■ **Required work**
Turn the rows into a numbered list, starting at the line that contains "Pin the stork's" and ending at the last line of the rows. Cover only those lines and leave out any blank lines.

——————

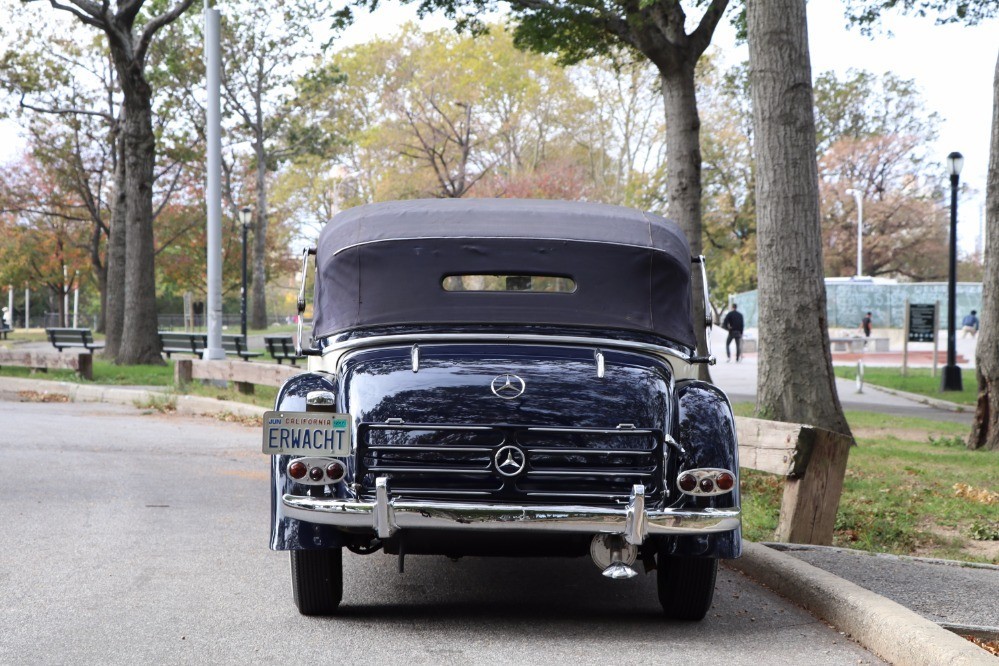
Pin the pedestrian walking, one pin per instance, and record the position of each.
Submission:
(865, 325)
(970, 325)
(734, 324)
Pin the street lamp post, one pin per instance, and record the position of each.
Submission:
(951, 380)
(245, 216)
(859, 198)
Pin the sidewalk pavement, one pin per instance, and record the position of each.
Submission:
(738, 380)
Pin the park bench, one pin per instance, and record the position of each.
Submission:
(236, 345)
(61, 338)
(858, 344)
(281, 347)
(182, 343)
(80, 362)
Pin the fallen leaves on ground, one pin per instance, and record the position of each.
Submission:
(229, 417)
(41, 396)
(988, 646)
(980, 495)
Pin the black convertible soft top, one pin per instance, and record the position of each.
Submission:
(385, 264)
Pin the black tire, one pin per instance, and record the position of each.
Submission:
(317, 580)
(686, 586)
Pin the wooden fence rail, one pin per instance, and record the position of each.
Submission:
(81, 362)
(813, 463)
(244, 375)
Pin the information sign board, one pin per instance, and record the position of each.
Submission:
(922, 318)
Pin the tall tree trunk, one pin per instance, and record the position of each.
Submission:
(139, 341)
(985, 429)
(258, 318)
(115, 316)
(683, 172)
(795, 381)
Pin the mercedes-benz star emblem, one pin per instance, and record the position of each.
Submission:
(508, 387)
(510, 461)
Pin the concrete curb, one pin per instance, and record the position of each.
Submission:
(186, 404)
(922, 399)
(893, 632)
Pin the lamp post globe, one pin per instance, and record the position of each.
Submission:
(245, 218)
(951, 378)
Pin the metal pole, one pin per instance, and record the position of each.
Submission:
(65, 296)
(952, 374)
(858, 196)
(860, 233)
(213, 66)
(242, 291)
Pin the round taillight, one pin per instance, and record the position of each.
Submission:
(725, 481)
(687, 482)
(335, 471)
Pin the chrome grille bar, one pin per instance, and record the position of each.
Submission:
(427, 470)
(587, 472)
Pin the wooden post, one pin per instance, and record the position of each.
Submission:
(813, 462)
(808, 509)
(85, 365)
(183, 371)
(905, 340)
(936, 330)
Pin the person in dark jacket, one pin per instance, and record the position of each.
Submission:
(970, 324)
(734, 324)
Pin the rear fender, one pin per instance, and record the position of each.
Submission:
(288, 533)
(706, 431)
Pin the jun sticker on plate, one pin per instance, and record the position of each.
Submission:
(301, 433)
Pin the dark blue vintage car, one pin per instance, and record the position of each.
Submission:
(504, 377)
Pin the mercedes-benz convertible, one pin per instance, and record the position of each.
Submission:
(502, 377)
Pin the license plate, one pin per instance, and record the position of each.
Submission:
(306, 433)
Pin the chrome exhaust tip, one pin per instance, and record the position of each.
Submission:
(614, 556)
(619, 571)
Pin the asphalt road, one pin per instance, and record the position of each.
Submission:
(131, 537)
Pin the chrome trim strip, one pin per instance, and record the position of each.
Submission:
(515, 338)
(413, 491)
(427, 470)
(502, 517)
(596, 431)
(439, 449)
(306, 253)
(541, 472)
(425, 426)
(478, 237)
(585, 452)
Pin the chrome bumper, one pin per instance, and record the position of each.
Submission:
(385, 516)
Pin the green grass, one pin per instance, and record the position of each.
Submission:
(108, 373)
(105, 372)
(911, 488)
(917, 380)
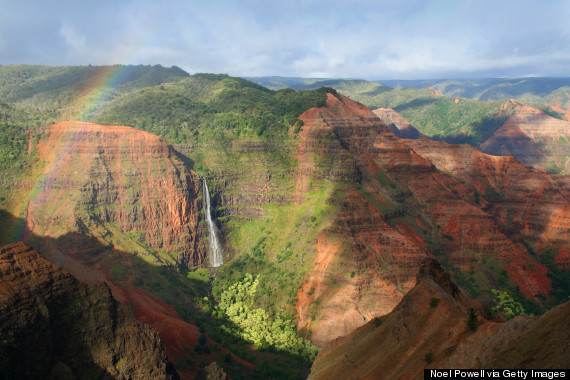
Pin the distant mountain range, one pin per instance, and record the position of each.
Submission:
(327, 211)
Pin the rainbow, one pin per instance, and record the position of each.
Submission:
(98, 89)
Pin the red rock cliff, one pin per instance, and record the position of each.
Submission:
(407, 197)
(53, 326)
(126, 187)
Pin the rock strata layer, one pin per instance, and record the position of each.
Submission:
(52, 326)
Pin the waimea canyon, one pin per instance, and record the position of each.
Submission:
(342, 217)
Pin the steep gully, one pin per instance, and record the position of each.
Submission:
(380, 233)
(214, 246)
(414, 192)
(53, 326)
(112, 197)
(428, 329)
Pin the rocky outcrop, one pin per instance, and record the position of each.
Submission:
(126, 187)
(437, 326)
(397, 124)
(409, 205)
(529, 205)
(52, 326)
(532, 137)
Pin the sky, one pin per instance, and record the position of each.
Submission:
(378, 39)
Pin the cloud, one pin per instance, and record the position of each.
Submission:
(360, 39)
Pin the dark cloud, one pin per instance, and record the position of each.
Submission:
(365, 39)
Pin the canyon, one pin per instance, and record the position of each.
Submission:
(334, 212)
(437, 326)
(54, 326)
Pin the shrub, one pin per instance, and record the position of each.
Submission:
(471, 321)
(433, 302)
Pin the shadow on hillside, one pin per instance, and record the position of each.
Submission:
(87, 259)
(413, 104)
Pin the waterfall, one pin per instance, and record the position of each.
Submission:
(214, 247)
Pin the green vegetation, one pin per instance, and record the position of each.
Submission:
(428, 357)
(255, 325)
(434, 302)
(208, 106)
(472, 322)
(506, 304)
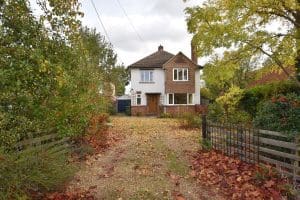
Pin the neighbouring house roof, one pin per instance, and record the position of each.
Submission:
(155, 60)
(272, 76)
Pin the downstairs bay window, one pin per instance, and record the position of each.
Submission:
(180, 99)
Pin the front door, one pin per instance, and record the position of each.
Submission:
(152, 104)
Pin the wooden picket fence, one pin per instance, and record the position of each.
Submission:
(256, 146)
(52, 143)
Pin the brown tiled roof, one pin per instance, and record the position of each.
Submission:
(155, 60)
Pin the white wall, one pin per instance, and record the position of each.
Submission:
(197, 87)
(157, 87)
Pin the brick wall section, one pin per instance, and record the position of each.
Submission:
(138, 110)
(180, 61)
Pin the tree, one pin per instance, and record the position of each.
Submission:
(246, 27)
(101, 55)
(49, 77)
(221, 74)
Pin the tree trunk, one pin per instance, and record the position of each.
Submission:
(297, 63)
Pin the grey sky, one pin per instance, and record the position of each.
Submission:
(157, 22)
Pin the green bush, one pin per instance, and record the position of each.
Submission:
(190, 120)
(216, 113)
(253, 96)
(282, 113)
(35, 170)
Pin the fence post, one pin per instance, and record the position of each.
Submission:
(204, 127)
(296, 162)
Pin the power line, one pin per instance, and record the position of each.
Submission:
(132, 25)
(105, 31)
(101, 22)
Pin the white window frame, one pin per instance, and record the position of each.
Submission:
(176, 70)
(147, 76)
(138, 96)
(187, 98)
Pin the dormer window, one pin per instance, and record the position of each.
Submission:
(180, 74)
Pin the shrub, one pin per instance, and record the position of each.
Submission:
(282, 113)
(32, 171)
(165, 115)
(253, 96)
(189, 120)
(216, 113)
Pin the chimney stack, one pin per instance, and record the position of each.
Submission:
(194, 57)
(160, 48)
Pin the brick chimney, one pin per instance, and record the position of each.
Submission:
(160, 48)
(194, 57)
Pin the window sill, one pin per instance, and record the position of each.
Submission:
(146, 82)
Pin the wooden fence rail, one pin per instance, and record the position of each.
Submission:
(256, 146)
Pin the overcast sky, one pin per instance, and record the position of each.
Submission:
(156, 21)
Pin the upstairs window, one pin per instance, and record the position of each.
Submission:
(147, 76)
(180, 99)
(180, 74)
(138, 98)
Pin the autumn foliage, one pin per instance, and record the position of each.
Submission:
(237, 179)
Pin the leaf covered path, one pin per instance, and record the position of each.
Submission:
(151, 162)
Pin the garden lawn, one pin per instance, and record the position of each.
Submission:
(150, 162)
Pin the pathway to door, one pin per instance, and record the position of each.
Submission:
(151, 162)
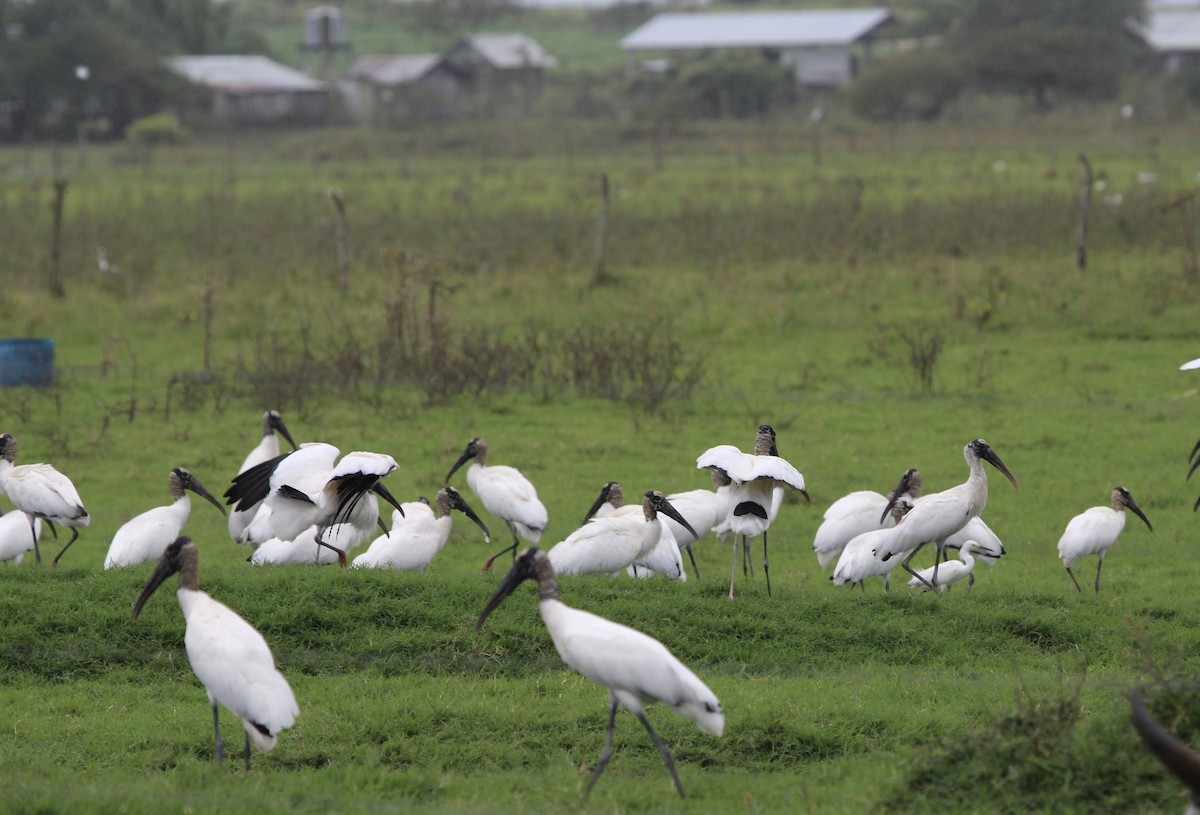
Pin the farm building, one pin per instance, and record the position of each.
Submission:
(499, 72)
(255, 90)
(820, 46)
(1173, 30)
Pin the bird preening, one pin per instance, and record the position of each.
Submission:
(636, 669)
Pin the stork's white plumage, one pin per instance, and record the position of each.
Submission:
(413, 544)
(505, 493)
(756, 491)
(231, 659)
(618, 539)
(937, 516)
(305, 489)
(268, 448)
(857, 561)
(855, 514)
(636, 669)
(1095, 531)
(41, 492)
(952, 570)
(147, 535)
(17, 537)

——————

■ **Solution**
1. Pin the stork's white plumage, one pin per instance, and record the position of each.
2. Submission:
3. (413, 544)
4. (505, 493)
5. (756, 491)
6. (231, 659)
7. (618, 539)
8. (937, 516)
9. (305, 489)
10. (268, 448)
11. (857, 561)
12. (855, 514)
13. (636, 669)
14. (1095, 531)
15. (41, 492)
16. (952, 570)
17. (147, 535)
18. (17, 537)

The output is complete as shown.